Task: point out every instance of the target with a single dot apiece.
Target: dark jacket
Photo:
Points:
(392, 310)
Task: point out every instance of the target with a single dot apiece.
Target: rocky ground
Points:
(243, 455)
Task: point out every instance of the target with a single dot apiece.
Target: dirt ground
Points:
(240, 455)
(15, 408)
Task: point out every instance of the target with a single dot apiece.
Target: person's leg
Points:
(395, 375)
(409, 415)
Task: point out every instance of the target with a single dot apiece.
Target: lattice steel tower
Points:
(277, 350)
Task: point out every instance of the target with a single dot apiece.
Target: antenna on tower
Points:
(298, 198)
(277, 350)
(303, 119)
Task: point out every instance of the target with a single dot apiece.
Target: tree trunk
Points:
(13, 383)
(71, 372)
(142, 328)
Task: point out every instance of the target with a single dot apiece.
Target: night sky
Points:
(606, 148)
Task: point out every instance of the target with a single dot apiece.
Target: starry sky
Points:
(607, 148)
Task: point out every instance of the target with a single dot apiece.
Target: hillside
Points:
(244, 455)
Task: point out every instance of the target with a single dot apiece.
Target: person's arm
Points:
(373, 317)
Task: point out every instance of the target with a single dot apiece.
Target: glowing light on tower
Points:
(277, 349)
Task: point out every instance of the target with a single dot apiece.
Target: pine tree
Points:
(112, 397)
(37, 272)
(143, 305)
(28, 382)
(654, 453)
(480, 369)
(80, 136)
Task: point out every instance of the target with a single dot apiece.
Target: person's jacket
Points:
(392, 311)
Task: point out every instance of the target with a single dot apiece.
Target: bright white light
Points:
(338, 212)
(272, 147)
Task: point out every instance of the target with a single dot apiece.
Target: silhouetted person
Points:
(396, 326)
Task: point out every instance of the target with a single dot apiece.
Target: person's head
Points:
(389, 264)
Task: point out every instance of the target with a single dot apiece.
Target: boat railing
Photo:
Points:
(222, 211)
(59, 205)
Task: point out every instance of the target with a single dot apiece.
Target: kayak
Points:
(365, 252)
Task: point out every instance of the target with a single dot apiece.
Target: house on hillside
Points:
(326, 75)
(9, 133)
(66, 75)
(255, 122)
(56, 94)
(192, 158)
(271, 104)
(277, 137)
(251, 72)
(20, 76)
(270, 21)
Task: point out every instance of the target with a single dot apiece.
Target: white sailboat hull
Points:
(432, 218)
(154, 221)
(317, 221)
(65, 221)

——

Goal of the exercise: Would you return each entry exactly as it reads?

Written response:
Task: point out every instance of the target with a single dot apiece.
Target: dark jacket
Photo:
Points:
(392, 310)
Task: point out every instance of the target with a single dot apiece.
Target: rocky ground
Points:
(243, 455)
Task: point out every instance of the target with a single dot apiece.
Target: dirt ground
Points:
(240, 455)
(15, 408)
Task: point out every instance of the target with a single dot apiece.
Target: person's leg
Points:
(395, 375)
(409, 415)
Task: point out every instance of the target with a single dot apiece.
Target: lattice steel tower
Points:
(277, 350)
Task: point out every instance of the target with a single dot apiece.
Target: antenna on tower
Points:
(298, 198)
(277, 350)
(303, 119)
Task: point out every instance of the target with a single dot apiece.
Target: tree trunk
Points:
(13, 383)
(71, 372)
(142, 328)
Task: point out every instance of the target with a single dot apiece.
Target: night sky
Points:
(606, 148)
Task: point out every instance of the target with a single dot apiece.
Target: starry sky
Points:
(607, 148)
Task: point out every instance of the target with a single dot apiece.
Target: hillside
Points:
(244, 455)
Task: point out every instance of the target with a single dot apiece.
Target: person's arm
Points:
(373, 317)
Task: point out every instance of the target with a single dot apiece.
Target: glowing light on tower
Points:
(277, 349)
Task: point out every instance of the target with a single dot apiece.
Target: pine tree
Points:
(112, 397)
(37, 272)
(143, 305)
(28, 382)
(654, 453)
(480, 369)
(80, 136)
Task: point out every instance of the target with a single dot apiece.
Target: person's jacket
Points:
(392, 311)
Task: point out every instance of the target with a single dot apiece.
Target: bright white light
Points:
(338, 212)
(272, 147)
Task: point out every instance of the target with a single dot apiece.
Target: silhouetted person
Points:
(396, 326)
Task: point out every instance of the target with a single dot apiece.
Target: person's head
Points:
(389, 264)
Task: point out every instance of the target with a single dot apiece.
Target: boat railing
Photo:
Points:
(222, 211)
(59, 205)
Task: point out every instance of the target with a single dot apiece.
Target: kayak
Points:
(365, 252)
Task: point out every instance of the target with a single dot apiece.
Target: house on hillside
Points:
(326, 75)
(9, 133)
(66, 75)
(255, 122)
(56, 94)
(192, 158)
(271, 104)
(277, 137)
(251, 72)
(20, 76)
(270, 21)
Task: point out every instance of the target with a single dot apiece.
Target: white sailboat hull
Points:
(432, 218)
(154, 221)
(317, 221)
(65, 221)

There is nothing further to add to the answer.